--- START OF Extracted entries ---
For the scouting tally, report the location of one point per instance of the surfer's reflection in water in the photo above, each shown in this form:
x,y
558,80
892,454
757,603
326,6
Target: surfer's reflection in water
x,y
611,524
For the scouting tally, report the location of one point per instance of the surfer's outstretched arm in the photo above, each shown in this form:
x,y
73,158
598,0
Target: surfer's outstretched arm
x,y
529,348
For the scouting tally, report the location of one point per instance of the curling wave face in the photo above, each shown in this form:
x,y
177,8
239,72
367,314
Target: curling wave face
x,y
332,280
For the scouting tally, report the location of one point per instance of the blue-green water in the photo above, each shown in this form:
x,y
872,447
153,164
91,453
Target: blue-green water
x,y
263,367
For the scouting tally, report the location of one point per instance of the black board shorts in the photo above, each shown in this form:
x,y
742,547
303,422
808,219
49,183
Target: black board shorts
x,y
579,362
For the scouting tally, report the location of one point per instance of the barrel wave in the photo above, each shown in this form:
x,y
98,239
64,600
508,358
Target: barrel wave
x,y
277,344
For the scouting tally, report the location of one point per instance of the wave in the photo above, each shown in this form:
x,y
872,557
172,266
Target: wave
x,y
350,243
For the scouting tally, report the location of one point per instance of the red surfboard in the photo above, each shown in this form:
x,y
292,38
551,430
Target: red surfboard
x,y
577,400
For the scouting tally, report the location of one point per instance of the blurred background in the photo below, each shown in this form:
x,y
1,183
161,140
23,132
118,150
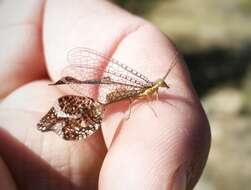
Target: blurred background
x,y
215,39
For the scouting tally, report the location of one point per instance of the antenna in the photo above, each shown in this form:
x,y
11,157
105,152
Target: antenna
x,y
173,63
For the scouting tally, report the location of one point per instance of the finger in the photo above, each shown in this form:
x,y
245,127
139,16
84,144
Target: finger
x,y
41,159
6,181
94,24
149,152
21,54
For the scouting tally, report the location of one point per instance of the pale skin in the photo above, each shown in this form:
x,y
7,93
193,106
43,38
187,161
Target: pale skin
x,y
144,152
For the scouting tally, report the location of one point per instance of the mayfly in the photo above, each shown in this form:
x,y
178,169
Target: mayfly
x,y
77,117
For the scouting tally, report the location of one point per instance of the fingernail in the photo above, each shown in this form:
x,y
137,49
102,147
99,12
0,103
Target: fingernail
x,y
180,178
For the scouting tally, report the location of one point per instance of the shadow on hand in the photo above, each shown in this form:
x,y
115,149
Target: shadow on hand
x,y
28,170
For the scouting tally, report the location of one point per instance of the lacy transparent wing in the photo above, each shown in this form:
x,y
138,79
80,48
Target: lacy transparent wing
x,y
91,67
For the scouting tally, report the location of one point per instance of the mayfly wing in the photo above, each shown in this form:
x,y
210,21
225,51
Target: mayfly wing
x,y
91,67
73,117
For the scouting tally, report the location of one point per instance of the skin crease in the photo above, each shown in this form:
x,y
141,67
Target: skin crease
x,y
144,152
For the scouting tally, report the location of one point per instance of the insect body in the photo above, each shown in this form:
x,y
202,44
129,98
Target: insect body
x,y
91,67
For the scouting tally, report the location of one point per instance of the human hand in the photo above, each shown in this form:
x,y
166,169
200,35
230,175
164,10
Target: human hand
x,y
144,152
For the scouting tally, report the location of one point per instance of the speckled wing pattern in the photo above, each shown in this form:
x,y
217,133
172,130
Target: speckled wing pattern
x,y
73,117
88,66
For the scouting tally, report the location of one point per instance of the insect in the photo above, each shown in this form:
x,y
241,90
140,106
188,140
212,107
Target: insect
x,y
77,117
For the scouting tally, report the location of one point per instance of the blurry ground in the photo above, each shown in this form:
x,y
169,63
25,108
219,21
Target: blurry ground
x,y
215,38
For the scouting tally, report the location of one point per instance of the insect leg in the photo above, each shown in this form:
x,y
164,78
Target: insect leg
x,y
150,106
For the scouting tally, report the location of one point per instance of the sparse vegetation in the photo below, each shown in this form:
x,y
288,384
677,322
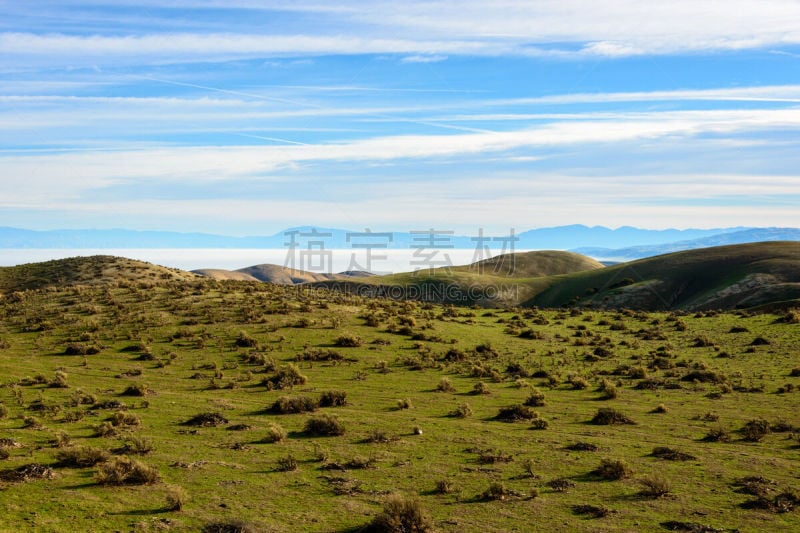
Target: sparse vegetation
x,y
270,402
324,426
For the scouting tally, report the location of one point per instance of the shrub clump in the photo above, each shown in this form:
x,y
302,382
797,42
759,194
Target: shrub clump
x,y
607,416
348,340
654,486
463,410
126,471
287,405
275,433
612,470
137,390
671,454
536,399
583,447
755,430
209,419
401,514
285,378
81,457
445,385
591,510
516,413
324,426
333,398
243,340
--- END OF Extracted entries ---
What to produce — Format every line of the listing above as a Markdown table with the columns "Row" and "Listing line," numbering the rows and skipping blank lines. Leave the pictures out of the table.

Exercise output —
| Row | Listing line |
|---|---|
| 1 | For the scouting tally, report the location of one point per instance of the surfer's reflection in water in the photo above, each shown in this form: |
| 2 | x,y |
| 3 | 558,80 |
| 4 | 892,454 |
| 5 | 757,603 |
| 6 | 326,6 |
| 7 | Target: surfer's reflection in water |
| 8 | x,y |
| 9 | 611,524 |
| 10 | For the scouting tally, report the location of one point per instance of the surfer's outstretched arm in the photo above, each shown in this form: |
| 11 | x,y |
| 12 | 73,158 |
| 13 | 598,0 |
| 14 | Target: surfer's outstretched arm |
| 15 | x,y |
| 16 | 529,348 |
| 17 | For the scouting tally, report the location of one point per instance of the curling wave face in the photo above, each shown in this form: |
| 18 | x,y |
| 19 | 177,8 |
| 20 | 239,72 |
| 21 | 367,314 |
| 22 | Target: curling wave face |
| 23 | x,y |
| 24 | 332,280 |
| 25 | For the scouting tally, report the location of one point per instance of the blue-green water in the photo above, each shown in this form: |
| 26 | x,y |
| 27 | 872,447 |
| 28 | 153,164 |
| 29 | 91,453 |
| 30 | Target: blue-green water |
| 31 | x,y |
| 32 | 263,367 |
| 33 | For the scouting tally, report the location of one point per instance of the black board shorts in the photo above, each shown in this form: |
| 34 | x,y |
| 35 | 742,547 |
| 36 | 303,422 |
| 37 | 808,219 |
| 38 | 49,183 |
| 39 | Target: black board shorts |
| 40 | x,y |
| 41 | 579,362 |
| 42 | For the scouting tally, report the location of one point per instance of the barrel wave in the photo above, each shown in this form: |
| 43 | x,y |
| 44 | 98,239 |
| 45 | 64,600 |
| 46 | 508,358 |
| 47 | Target: barrel wave |
| 48 | x,y |
| 49 | 277,344 |
| 50 | For the scouting tally, report the location of one point per instance of the wave in the photo above, each shown in this form: |
| 51 | x,y |
| 52 | 872,557 |
| 53 | 172,266 |
| 54 | Target: wave |
| 55 | x,y |
| 56 | 350,243 |
| 57 | For the scouting tally, report the location of one point per instance of the red surfboard in the photo above, each shown in this form: |
| 58 | x,y |
| 59 | 292,38 |
| 60 | 551,430 |
| 61 | Target: red surfboard |
| 62 | x,y |
| 63 | 577,400 |
| 64 | For the scouting tally, report the location of one point per instance of the blurred background in the photo below, each shown in this form: |
| 65 | x,y |
| 66 | 1,183 |
| 67 | 161,140 |
| 68 | 23,132 |
| 69 | 118,150 |
| 70 | Target: blurred background |
| 71 | x,y |
| 72 | 215,39 |
| 73 | For the scouting tally, report the location of one point per instance of the antenna in the photo above, each shown in this form: |
| 74 | x,y |
| 75 | 11,157 |
| 76 | 105,152 |
| 77 | Target: antenna |
| 78 | x,y |
| 79 | 173,63 |
| 80 | For the scouting tally, report the location of one point per instance of the finger in the photo above, each shown in this form: |
| 81 | x,y |
| 82 | 245,127 |
| 83 | 139,16 |
| 84 | 84,144 |
| 85 | Target: finger |
| 86 | x,y |
| 87 | 41,159 |
| 88 | 6,181 |
| 89 | 94,24 |
| 90 | 149,152 |
| 91 | 21,54 |
| 92 | For the scouting tally, report the location of one point per instance of the pale skin in the photo above, each shown in this form: |
| 93 | x,y |
| 94 | 7,93 |
| 95 | 193,106 |
| 96 | 43,38 |
| 97 | 187,161 |
| 98 | Target: pale skin |
| 99 | x,y |
| 100 | 144,152 |
| 101 | For the scouting tally, report the location of one point per instance of the mayfly in the photo above, each shown in this form: |
| 102 | x,y |
| 103 | 178,169 |
| 104 | Target: mayfly |
| 105 | x,y |
| 106 | 77,117 |
| 107 | For the scouting tally, report the location of one point per instance of the fingernail in the photo above, each shown in this form: |
| 108 | x,y |
| 109 | 137,49 |
| 110 | 102,147 |
| 111 | 99,12 |
| 112 | 0,103 |
| 113 | Target: fingernail |
| 114 | x,y |
| 115 | 180,178 |
| 116 | For the scouting tally, report the location of one point per instance of the shadow on hand in the photo above, each shown in this form: |
| 117 | x,y |
| 118 | 115,149 |
| 119 | Target: shadow on hand |
| 120 | x,y |
| 121 | 28,170 |
| 122 | For the scouting tally, report the location of one point per instance of the lacy transparent wing in the photo above, each shown in this form: |
| 123 | x,y |
| 124 | 138,79 |
| 125 | 80,48 |
| 126 | Target: lacy transparent wing |
| 127 | x,y |
| 128 | 91,67 |
| 129 | For the scouting tally, report the location of one point per instance of the mayfly wing in the photo above, each shown in this form: |
| 130 | x,y |
| 131 | 210,21 |
| 132 | 225,51 |
| 133 | Target: mayfly wing |
| 134 | x,y |
| 135 | 91,67 |
| 136 | 73,117 |
| 137 | For the scouting tally, report the location of one point per instance of the skin crease in the photo above, each shown in this form: |
| 138 | x,y |
| 139 | 141,67 |
| 140 | Target: skin crease |
| 141 | x,y |
| 142 | 144,152 |
| 143 | For the scouting tally, report the location of one point per instance of the insect body in the photo above, each shown in this form: |
| 144 | x,y |
| 145 | 202,44 |
| 146 | 129,98 |
| 147 | Target: insect body |
| 148 | x,y |
| 149 | 91,67 |
| 150 | For the scouting tally, report the location of one point per instance of the human hand in the photo above, each shown in this form: |
| 151 | x,y |
| 152 | 166,169 |
| 153 | 200,35 |
| 154 | 230,175 |
| 155 | 164,10 |
| 156 | Target: human hand |
| 157 | x,y |
| 158 | 144,152 |
| 159 | For the scouting tally, report the location of one point per instance of the speckled wing pattern in the photo above, each shown in this form: |
| 160 | x,y |
| 161 | 217,133 |
| 162 | 172,130 |
| 163 | Target: speckled wing pattern |
| 164 | x,y |
| 165 | 73,117 |
| 166 | 88,66 |
| 167 | For the scouting tally, report the location of one point per instance of the insect in the photo above, each shown in this form: |
| 168 | x,y |
| 169 | 241,90 |
| 170 | 140,106 |
| 171 | 188,140 |
| 172 | 212,107 |
| 173 | Target: insect |
| 174 | x,y |
| 175 | 77,117 |
| 176 | For the scouting tally, report the location of one point per instance of the blurry ground in the photo above, each shown in this form: |
| 177 | x,y |
| 178 | 169,63 |
| 179 | 25,108 |
| 180 | 219,21 |
| 181 | Target: blurry ground |
| 182 | x,y |
| 183 | 215,38 |
| 184 | For the scouting tally, report the location of one point per instance of the insect leg in the photo above, each shown in this form: |
| 185 | x,y |
| 186 | 164,78 |
| 187 | Target: insect leg |
| 188 | x,y |
| 189 | 150,106 |
| 190 | For the scouting tally, report the location of one point per instance of the sparse vegetation in the photo below, each shown in this form: |
| 191 | x,y |
| 192 | 288,384 |
| 193 | 677,322 |
| 194 | Target: sparse vegetation |
| 195 | x,y |
| 196 | 270,402 |
| 197 | 324,426 |
| 198 | For the scouting tally, report the location of one point per instance of the shrub clump in the photo above, each shown in this form: |
| 199 | x,y |
| 200 | 302,382 |
| 201 | 797,42 |
| 202 | 759,194 |
| 203 | Target: shrub clump |
| 204 | x,y |
| 205 | 607,416 |
| 206 | 348,340 |
| 207 | 654,486 |
| 208 | 463,410 |
| 209 | 126,471 |
| 210 | 287,405 |
| 211 | 275,433 |
| 212 | 612,470 |
| 213 | 137,390 |
| 214 | 671,454 |
| 215 | 536,399 |
| 216 | 583,447 |
| 217 | 755,430 |
| 218 | 209,419 |
| 219 | 401,514 |
| 220 | 285,378 |
| 221 | 81,457 |
| 222 | 445,385 |
| 223 | 591,510 |
| 224 | 516,413 |
| 225 | 324,426 |
| 226 | 333,398 |
| 227 | 243,340 |